= STORED DATA =

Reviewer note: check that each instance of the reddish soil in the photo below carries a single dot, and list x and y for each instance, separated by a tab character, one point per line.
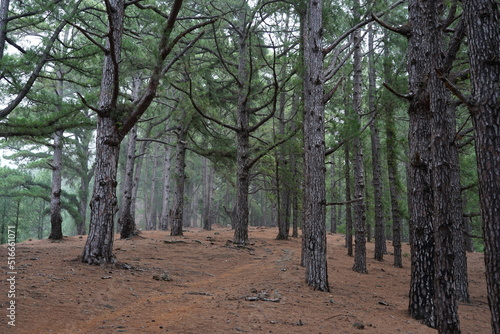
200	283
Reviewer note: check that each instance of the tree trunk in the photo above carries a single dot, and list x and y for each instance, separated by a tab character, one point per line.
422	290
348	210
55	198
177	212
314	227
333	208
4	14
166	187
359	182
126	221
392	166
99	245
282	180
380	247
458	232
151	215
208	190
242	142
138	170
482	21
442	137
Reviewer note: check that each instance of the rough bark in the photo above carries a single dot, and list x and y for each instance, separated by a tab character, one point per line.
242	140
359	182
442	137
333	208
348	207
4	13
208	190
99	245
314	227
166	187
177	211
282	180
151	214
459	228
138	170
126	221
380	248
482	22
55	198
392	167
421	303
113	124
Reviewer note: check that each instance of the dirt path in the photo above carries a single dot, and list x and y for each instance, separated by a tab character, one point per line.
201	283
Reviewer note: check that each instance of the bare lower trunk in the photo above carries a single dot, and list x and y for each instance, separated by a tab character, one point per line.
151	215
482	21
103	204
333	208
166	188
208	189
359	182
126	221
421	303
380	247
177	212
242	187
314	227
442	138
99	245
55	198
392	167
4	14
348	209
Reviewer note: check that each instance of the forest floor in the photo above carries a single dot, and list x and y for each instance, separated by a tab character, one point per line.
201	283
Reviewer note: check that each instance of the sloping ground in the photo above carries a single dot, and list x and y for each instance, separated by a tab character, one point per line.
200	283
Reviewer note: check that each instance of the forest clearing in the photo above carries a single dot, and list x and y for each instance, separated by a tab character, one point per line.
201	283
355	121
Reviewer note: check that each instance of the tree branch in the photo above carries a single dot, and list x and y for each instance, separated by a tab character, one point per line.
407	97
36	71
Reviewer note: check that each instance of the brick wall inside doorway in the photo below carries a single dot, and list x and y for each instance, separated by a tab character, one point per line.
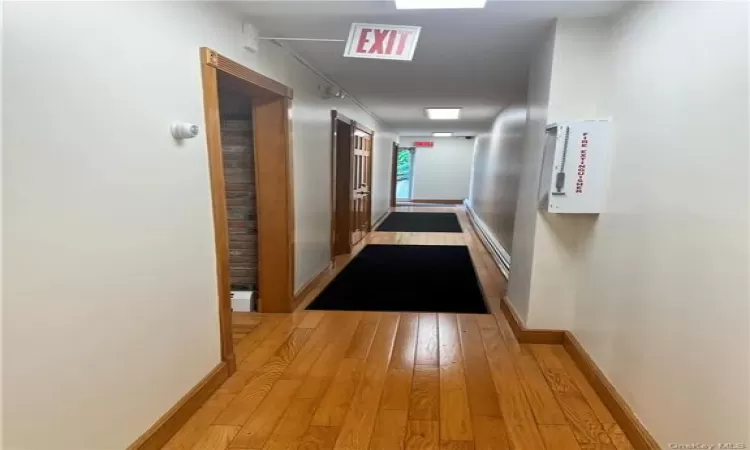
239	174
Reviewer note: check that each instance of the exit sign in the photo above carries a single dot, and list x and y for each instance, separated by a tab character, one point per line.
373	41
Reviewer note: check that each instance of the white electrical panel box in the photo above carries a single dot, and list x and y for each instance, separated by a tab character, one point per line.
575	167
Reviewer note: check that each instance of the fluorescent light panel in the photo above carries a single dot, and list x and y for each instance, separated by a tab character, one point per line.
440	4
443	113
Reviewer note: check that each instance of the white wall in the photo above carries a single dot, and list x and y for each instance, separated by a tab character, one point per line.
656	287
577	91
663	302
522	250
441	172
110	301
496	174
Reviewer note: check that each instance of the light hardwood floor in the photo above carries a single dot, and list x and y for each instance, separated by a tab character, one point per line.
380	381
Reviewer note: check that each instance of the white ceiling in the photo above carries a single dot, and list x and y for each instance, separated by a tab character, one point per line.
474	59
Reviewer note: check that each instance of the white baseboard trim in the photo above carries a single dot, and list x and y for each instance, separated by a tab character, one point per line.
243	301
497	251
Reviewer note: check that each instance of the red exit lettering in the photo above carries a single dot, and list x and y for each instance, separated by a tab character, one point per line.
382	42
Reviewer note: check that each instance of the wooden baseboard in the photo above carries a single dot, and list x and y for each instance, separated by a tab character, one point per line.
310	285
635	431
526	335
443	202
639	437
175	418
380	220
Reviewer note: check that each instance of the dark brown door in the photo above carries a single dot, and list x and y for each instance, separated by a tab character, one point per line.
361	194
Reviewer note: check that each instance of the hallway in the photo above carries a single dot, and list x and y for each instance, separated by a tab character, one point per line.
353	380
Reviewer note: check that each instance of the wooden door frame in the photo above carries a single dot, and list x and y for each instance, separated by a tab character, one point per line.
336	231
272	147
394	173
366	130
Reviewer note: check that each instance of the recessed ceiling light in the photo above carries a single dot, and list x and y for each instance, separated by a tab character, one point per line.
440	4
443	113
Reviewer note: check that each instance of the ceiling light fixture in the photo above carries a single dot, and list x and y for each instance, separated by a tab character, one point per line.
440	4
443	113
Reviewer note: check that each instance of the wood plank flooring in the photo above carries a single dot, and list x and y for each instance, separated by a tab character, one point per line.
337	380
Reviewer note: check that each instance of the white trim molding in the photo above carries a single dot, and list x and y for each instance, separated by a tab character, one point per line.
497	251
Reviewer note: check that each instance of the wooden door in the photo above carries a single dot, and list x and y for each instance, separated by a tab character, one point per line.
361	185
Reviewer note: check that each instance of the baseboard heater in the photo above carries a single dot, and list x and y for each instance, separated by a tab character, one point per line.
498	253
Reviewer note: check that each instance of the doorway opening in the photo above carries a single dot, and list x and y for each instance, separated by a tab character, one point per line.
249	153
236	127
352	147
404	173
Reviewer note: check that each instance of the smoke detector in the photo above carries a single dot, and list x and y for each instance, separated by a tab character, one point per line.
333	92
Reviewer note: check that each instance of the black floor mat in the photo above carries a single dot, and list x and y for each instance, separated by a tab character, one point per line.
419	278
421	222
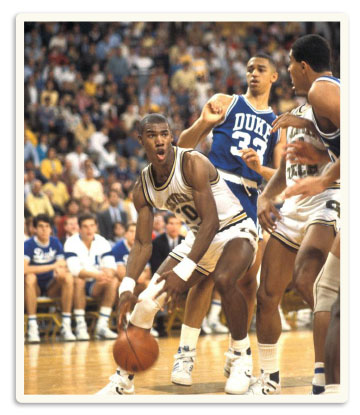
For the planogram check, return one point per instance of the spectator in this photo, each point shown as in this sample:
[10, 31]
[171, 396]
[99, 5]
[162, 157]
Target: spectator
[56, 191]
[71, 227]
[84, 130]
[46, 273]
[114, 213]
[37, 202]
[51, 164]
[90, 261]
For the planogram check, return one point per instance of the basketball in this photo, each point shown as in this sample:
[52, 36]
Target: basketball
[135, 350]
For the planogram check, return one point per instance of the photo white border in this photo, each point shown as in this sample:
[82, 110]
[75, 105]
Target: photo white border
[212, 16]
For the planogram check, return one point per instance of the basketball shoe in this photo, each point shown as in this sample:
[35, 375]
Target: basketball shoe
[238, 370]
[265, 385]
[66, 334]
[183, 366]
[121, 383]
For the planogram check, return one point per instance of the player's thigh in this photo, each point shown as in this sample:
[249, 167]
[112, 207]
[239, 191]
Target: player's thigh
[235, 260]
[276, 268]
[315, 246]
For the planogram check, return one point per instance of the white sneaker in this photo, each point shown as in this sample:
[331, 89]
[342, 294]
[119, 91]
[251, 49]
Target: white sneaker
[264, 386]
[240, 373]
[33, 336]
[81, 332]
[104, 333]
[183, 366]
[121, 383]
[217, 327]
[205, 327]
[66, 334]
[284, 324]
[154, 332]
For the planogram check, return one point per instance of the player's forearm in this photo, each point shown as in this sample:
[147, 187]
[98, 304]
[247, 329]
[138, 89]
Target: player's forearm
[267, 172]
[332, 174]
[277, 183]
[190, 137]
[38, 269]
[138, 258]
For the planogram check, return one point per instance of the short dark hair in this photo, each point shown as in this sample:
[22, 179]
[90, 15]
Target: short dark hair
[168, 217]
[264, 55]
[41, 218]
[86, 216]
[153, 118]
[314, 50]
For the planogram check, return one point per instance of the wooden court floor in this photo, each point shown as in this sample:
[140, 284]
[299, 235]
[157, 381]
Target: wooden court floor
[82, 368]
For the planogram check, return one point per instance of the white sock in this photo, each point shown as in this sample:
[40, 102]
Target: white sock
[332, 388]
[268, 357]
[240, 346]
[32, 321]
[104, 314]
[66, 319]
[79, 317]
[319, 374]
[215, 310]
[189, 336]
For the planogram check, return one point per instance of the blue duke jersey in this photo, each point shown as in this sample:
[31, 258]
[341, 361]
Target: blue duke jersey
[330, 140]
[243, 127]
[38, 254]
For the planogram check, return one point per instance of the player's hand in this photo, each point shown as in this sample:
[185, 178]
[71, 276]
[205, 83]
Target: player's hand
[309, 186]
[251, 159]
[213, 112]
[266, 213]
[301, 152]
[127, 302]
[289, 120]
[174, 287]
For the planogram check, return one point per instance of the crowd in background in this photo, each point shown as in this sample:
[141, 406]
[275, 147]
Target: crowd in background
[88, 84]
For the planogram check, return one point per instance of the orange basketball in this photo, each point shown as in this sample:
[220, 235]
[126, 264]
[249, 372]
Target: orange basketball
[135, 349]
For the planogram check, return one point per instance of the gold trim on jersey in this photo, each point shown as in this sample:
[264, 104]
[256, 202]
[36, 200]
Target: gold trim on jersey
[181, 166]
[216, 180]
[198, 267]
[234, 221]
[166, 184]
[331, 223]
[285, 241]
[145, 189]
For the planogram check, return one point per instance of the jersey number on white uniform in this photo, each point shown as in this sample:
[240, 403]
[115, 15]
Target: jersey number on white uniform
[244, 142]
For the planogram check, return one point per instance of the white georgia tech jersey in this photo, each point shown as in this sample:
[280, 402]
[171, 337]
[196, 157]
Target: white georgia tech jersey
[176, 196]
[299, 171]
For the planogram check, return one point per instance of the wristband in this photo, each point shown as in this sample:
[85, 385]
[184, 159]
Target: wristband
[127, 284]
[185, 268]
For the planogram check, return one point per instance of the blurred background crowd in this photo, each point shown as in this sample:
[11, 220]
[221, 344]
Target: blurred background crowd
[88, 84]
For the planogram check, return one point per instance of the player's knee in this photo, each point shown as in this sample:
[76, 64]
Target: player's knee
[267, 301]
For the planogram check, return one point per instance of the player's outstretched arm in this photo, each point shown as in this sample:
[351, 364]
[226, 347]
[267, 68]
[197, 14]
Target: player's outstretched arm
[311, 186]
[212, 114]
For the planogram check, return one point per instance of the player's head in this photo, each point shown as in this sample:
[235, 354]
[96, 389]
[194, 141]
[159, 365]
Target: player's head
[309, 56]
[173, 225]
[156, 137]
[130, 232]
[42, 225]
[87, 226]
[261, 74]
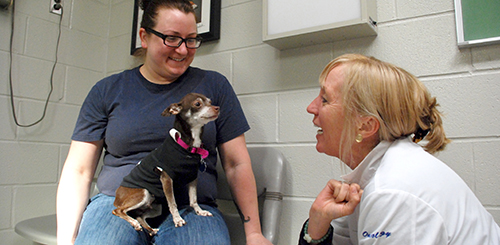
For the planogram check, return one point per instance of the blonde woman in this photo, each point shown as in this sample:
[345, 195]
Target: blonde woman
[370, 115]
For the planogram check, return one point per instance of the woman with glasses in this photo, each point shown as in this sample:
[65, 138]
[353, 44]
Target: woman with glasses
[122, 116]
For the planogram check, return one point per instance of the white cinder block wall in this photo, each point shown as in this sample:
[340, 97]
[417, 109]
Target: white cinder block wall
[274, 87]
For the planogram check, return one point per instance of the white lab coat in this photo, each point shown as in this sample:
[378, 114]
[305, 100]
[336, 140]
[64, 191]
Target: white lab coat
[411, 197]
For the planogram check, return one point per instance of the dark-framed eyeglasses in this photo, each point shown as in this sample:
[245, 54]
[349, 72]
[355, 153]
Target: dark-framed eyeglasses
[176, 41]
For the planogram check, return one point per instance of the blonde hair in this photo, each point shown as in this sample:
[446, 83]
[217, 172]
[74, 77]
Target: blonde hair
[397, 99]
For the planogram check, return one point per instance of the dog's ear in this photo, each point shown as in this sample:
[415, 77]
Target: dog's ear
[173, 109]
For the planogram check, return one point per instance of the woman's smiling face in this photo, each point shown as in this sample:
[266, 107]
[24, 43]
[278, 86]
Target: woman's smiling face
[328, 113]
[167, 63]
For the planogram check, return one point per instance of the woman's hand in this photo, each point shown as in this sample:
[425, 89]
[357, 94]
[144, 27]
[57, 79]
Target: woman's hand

= YOUR TASK =
Please give a word-for-word repetition of the lines from the one containing "Target: dog's ear" through the last line of the data above, including both, and nothing besides.

= SOLUTION TO THIS PROBLEM =
Target: dog's ear
[173, 109]
For the planogram check, return one point per instance of the woman's smiling face in this photo, each point shown as in this sample:
[266, 107]
[24, 43]
[278, 86]
Target: woman's smiling face
[328, 113]
[167, 63]
For the planogram check, return one point per instance of the woman's hand in this photo, each point shown as in this sample:
[425, 89]
[357, 94]
[144, 27]
[57, 79]
Target: woman's hand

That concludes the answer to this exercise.